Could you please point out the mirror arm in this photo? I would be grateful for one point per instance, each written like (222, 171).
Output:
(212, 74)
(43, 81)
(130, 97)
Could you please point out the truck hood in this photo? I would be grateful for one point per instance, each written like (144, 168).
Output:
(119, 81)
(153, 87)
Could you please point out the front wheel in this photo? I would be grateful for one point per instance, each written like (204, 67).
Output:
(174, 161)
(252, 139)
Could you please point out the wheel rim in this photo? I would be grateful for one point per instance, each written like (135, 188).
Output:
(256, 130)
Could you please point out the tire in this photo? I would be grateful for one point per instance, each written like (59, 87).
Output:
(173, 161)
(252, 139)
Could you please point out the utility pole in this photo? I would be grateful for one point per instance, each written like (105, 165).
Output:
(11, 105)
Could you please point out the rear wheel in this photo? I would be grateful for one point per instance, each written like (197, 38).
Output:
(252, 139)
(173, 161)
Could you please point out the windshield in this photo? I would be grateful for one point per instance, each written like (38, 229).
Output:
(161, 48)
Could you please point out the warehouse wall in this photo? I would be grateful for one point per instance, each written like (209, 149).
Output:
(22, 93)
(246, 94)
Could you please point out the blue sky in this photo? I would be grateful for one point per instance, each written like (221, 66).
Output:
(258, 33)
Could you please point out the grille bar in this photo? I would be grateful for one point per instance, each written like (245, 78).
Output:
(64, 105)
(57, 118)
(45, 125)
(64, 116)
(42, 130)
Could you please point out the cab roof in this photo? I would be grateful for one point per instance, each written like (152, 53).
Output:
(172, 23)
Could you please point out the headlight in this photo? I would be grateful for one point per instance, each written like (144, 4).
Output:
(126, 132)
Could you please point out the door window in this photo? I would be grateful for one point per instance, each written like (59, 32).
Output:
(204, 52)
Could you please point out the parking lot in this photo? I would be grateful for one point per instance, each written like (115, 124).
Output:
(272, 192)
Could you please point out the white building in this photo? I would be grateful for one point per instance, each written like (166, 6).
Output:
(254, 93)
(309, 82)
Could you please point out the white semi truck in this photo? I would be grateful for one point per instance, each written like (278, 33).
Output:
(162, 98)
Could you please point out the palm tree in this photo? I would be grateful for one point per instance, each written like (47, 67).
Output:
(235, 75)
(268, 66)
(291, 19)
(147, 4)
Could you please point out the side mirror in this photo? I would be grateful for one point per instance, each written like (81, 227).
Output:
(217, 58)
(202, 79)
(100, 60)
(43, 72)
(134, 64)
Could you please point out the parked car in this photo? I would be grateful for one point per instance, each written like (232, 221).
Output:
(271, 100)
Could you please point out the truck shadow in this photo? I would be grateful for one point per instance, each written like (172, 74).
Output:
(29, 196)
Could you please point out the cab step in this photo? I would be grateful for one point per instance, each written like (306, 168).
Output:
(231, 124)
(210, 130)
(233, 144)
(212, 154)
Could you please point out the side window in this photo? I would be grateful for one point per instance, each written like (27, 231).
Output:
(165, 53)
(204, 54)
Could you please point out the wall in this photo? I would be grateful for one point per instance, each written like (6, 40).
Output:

════════════════════

§ **Work instruction**
Using the records above, find and show each line with the string "wheel".

§ **Your response**
Could you please point out the front wheel in this photo? I would be grateful for one point per instance, each written like (204, 67).
Could you please point out the wheel rim in this photo? I would be grateful for one point per instance, each written like (135, 188).
Could you please point out the rear wheel in this photo? I would be grateful for one point per instance, each written like (197, 38).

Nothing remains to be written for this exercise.